◆ INSTRUCTIONS ◆
1) Copy the portion of the wal_level discussion that starts at the words "On Sat, Jan" and ends after "have problems with.".
2) Swap "keypoint" for "marker" in the records, covering the lines from the one containing "of the long" through the one containing "<point>434,294</point>". Return only those lines.

◆ TEXT SEGMENT ◆
______

On Sat, Jan 31, 2026 at 5:41 PM Matthias van de Meent
<[email protected]> wrote:
>
> On Thu, 8 Jan 2026 at 06:16, Amit Kapila <[email protected]> wrote:
> > > > NB. I'm not opposed to changing wal_level in a running cluster, and I
> > > > do think that the current xact+checkpoint -based approach to selecting
> > > > the local effective_wal_level is fine, as well as standby picking up
> > > > the primary's current setting; it's the trigger condition for the
> > > > decision to change effective_wal_level that I have problems with.
> > > >
> > >
> > > Thank you for the comments.
> > >
> > > I understand the concern that users with the REPLICATION privilege can
> > > now effectively control wal_level, potentially increasing system-wide
> > > overhead. While the REPLICATION privilege already implies a high
> > > degree of trust as we allow it to take a basebackup and create a
> > > physical slot etc., I agree that this feature might elevate that power
> > > further, and we may need a mechanism to address this.

______

Rows from a dataset:
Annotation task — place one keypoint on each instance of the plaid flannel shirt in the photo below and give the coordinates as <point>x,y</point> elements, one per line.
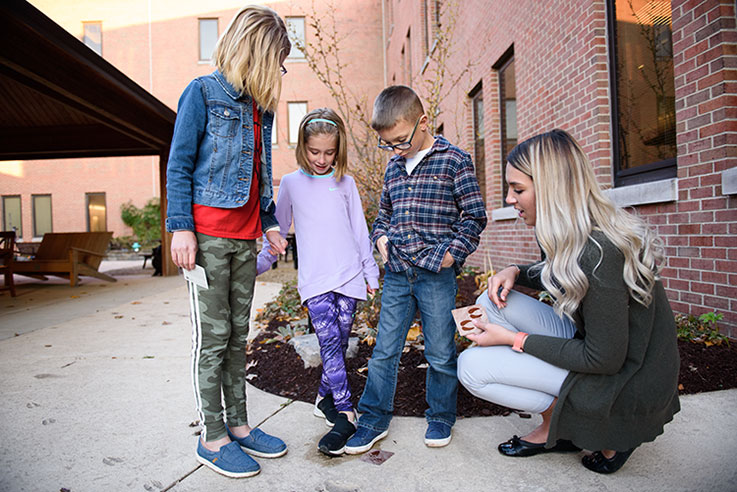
<point>437,208</point>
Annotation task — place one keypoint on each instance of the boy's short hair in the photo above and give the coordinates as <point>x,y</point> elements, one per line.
<point>395,103</point>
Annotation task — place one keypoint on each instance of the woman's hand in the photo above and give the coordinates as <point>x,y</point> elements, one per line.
<point>504,279</point>
<point>448,261</point>
<point>277,244</point>
<point>492,335</point>
<point>184,249</point>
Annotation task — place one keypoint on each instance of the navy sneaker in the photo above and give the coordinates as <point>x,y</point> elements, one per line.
<point>325,409</point>
<point>258,443</point>
<point>230,460</point>
<point>437,435</point>
<point>363,439</point>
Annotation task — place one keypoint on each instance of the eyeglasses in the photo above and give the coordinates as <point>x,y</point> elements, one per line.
<point>400,146</point>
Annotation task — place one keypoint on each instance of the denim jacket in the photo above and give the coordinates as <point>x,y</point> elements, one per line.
<point>211,158</point>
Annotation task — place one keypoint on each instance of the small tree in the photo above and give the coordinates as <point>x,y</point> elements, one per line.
<point>324,59</point>
<point>145,222</point>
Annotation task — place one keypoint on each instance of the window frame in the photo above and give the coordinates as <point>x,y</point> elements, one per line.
<point>645,173</point>
<point>87,207</point>
<point>33,213</point>
<point>476,95</point>
<point>199,37</point>
<point>6,227</point>
<point>503,63</point>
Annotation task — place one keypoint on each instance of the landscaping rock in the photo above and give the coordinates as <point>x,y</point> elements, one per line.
<point>308,349</point>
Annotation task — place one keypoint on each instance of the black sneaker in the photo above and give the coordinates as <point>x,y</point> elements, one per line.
<point>325,409</point>
<point>333,443</point>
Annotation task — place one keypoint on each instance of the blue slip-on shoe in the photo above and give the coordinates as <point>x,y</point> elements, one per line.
<point>437,435</point>
<point>230,460</point>
<point>363,439</point>
<point>258,443</point>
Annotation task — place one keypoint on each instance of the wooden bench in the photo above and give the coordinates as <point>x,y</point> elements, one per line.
<point>68,255</point>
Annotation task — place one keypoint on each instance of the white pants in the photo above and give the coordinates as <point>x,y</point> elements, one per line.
<point>512,379</point>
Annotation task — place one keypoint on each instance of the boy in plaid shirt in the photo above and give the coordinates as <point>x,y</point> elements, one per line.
<point>430,218</point>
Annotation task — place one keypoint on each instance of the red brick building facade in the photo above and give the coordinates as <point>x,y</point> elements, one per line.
<point>648,87</point>
<point>578,65</point>
<point>158,45</point>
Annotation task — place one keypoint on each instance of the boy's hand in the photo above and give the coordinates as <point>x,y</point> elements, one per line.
<point>383,250</point>
<point>277,244</point>
<point>447,261</point>
<point>503,280</point>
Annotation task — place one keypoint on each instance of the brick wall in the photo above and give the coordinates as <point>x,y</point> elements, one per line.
<point>156,45</point>
<point>562,80</point>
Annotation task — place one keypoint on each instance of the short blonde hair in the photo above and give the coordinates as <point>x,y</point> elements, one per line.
<point>323,121</point>
<point>250,51</point>
<point>395,103</point>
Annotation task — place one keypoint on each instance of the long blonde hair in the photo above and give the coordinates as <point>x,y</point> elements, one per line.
<point>249,54</point>
<point>569,205</point>
<point>323,121</point>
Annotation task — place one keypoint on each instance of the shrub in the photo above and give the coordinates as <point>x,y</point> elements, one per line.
<point>703,329</point>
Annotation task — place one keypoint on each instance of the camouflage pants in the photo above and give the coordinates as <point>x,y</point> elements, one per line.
<point>220,322</point>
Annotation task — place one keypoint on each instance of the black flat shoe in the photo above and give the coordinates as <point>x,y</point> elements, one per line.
<point>598,463</point>
<point>521,448</point>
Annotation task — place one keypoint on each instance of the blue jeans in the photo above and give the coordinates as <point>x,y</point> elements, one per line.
<point>434,294</point>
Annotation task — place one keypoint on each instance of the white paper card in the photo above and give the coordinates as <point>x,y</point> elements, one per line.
<point>196,276</point>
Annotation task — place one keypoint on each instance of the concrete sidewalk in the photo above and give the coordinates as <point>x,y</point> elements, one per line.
<point>101,400</point>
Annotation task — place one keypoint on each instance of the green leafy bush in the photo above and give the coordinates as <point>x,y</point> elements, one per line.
<point>702,329</point>
<point>145,222</point>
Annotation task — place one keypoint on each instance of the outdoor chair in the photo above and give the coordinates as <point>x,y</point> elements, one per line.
<point>68,255</point>
<point>7,260</point>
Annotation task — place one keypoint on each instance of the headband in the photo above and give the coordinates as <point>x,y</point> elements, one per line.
<point>323,120</point>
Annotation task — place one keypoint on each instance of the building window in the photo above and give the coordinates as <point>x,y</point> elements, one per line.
<point>643,90</point>
<point>479,159</point>
<point>96,212</point>
<point>93,36</point>
<point>507,111</point>
<point>296,28</point>
<point>12,215</point>
<point>208,38</point>
<point>296,111</point>
<point>42,222</point>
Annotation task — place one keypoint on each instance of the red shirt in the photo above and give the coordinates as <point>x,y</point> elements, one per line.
<point>242,222</point>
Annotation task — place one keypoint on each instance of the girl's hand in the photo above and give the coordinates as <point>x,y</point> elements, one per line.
<point>277,244</point>
<point>492,335</point>
<point>504,279</point>
<point>383,250</point>
<point>184,249</point>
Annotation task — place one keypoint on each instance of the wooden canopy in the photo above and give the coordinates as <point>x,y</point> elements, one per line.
<point>61,100</point>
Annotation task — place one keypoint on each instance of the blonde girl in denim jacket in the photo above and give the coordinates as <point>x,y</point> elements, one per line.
<point>219,202</point>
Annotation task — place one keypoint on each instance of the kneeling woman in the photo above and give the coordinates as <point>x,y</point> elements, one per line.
<point>601,365</point>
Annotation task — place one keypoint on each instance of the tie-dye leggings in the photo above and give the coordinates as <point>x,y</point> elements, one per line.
<point>332,318</point>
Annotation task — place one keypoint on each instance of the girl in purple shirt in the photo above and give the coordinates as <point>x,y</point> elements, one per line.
<point>336,264</point>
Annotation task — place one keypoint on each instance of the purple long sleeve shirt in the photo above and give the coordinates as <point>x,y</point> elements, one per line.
<point>335,253</point>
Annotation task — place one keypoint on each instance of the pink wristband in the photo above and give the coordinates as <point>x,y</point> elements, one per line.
<point>519,339</point>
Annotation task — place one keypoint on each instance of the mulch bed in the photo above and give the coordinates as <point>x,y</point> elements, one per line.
<point>276,368</point>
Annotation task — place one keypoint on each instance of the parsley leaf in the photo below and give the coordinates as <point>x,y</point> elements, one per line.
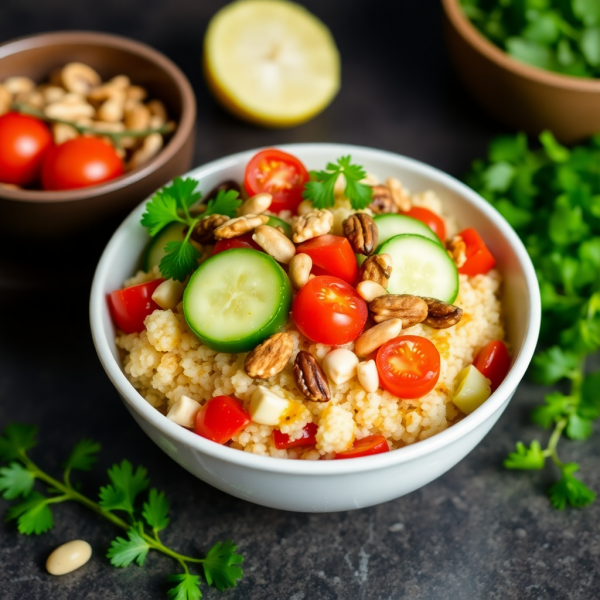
<point>83,456</point>
<point>123,552</point>
<point>221,565</point>
<point>320,190</point>
<point>15,481</point>
<point>126,485</point>
<point>15,439</point>
<point>526,458</point>
<point>156,509</point>
<point>187,588</point>
<point>33,514</point>
<point>570,490</point>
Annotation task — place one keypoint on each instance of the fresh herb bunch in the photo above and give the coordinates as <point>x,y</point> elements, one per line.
<point>320,189</point>
<point>556,35</point>
<point>172,204</point>
<point>551,196</point>
<point>142,525</point>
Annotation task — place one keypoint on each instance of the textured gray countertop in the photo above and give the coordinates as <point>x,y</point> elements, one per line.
<point>478,532</point>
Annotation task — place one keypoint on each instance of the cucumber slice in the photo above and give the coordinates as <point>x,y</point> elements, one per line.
<point>236,299</point>
<point>277,222</point>
<point>156,248</point>
<point>392,224</point>
<point>420,267</point>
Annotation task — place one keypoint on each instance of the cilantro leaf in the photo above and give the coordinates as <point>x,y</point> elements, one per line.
<point>320,190</point>
<point>180,260</point>
<point>83,455</point>
<point>33,514</point>
<point>225,203</point>
<point>15,439</point>
<point>156,509</point>
<point>525,458</point>
<point>123,552</point>
<point>570,490</point>
<point>126,485</point>
<point>221,566</point>
<point>15,481</point>
<point>187,588</point>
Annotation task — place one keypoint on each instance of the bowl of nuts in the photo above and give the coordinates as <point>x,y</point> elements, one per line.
<point>90,124</point>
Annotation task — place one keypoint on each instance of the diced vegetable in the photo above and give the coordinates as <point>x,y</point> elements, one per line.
<point>221,418</point>
<point>236,299</point>
<point>130,306</point>
<point>479,258</point>
<point>472,389</point>
<point>421,268</point>
<point>372,444</point>
<point>493,362</point>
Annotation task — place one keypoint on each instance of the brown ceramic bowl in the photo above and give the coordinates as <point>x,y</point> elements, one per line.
<point>524,97</point>
<point>52,214</point>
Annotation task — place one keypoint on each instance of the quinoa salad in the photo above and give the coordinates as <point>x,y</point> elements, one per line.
<point>335,316</point>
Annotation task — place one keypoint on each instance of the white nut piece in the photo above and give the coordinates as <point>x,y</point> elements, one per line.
<point>79,78</point>
<point>274,243</point>
<point>340,365</point>
<point>184,412</point>
<point>168,294</point>
<point>299,271</point>
<point>266,407</point>
<point>368,376</point>
<point>368,290</point>
<point>256,204</point>
<point>378,335</point>
<point>68,557</point>
<point>150,148</point>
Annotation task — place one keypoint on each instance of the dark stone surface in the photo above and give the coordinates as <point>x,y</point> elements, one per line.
<point>477,532</point>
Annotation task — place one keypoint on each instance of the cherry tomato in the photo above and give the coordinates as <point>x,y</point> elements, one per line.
<point>24,141</point>
<point>242,241</point>
<point>79,163</point>
<point>408,366</point>
<point>493,362</point>
<point>278,173</point>
<point>372,444</point>
<point>221,418</point>
<point>130,306</point>
<point>331,255</point>
<point>433,221</point>
<point>329,311</point>
<point>282,440</point>
<point>479,258</point>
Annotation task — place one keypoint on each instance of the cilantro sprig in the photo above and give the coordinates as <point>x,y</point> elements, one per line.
<point>172,204</point>
<point>320,189</point>
<point>551,196</point>
<point>33,513</point>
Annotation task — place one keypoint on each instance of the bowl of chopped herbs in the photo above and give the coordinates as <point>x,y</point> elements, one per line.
<point>533,64</point>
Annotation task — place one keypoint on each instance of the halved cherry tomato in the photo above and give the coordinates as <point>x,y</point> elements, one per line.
<point>372,444</point>
<point>221,418</point>
<point>24,141</point>
<point>242,241</point>
<point>433,221</point>
<point>329,311</point>
<point>282,440</point>
<point>278,173</point>
<point>331,255</point>
<point>80,162</point>
<point>479,258</point>
<point>408,366</point>
<point>493,362</point>
<point>130,306</point>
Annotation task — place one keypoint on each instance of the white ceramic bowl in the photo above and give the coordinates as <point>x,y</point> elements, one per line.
<point>325,486</point>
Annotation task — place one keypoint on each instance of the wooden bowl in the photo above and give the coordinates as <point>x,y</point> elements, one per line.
<point>44,214</point>
<point>525,97</point>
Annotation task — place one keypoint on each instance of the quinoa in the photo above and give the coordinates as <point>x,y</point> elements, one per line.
<point>167,361</point>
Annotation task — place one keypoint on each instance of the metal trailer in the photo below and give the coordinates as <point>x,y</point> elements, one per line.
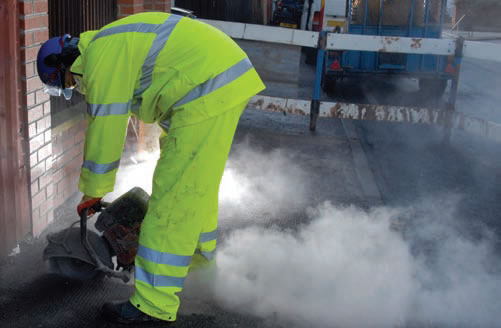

______

◆ FULL SOLUTIONS ◆
1)
On Sat, Jan 31, 2026 at 5:41 PM Matthias van de Meent
<[email protected]> wrote:
>
> On Thu, 8 Jan 2026 at 06:16, Amit Kapila <[email protected]> wrote:
> > > > NB. I'm not opposed to changing wal_level in a running cluster, and I
> > > > do think that the current xact+checkpoint -based approach to selecting
> > > > the local effective_wal_level is fine, as well as standby picking up
> > > > the primary's current setting; it's the trigger condition for the
> > > > decision to change effective_wal_level that I have problems with.

2)
Annotation task — place one marker on each instance of the long blonde hair in the photo above and give the coordinates as <point>x,y</point> elements, one per line.
<point>249,54</point>
<point>569,205</point>
<point>323,121</point>
Annotation task — place one marker on each instance of the shrub in the photo above and give the coordinates as <point>x,y</point> elements, one per line.
<point>703,329</point>
Annotation task — place one marker on each instance of the camouflage pants in the photo above and give the coordinates as <point>x,y</point> elements, one per line.
<point>220,322</point>
Annotation task — place one marker on each instance of the black flat shoe in the photo above and give the coordinates as <point>x,y</point> elements, one per line.
<point>598,463</point>
<point>521,448</point>
Annotation task — place one marker on each instance of the blue jeans in the photo above and give the coordinates as <point>x,y</point> elements, one per line.
<point>434,294</point>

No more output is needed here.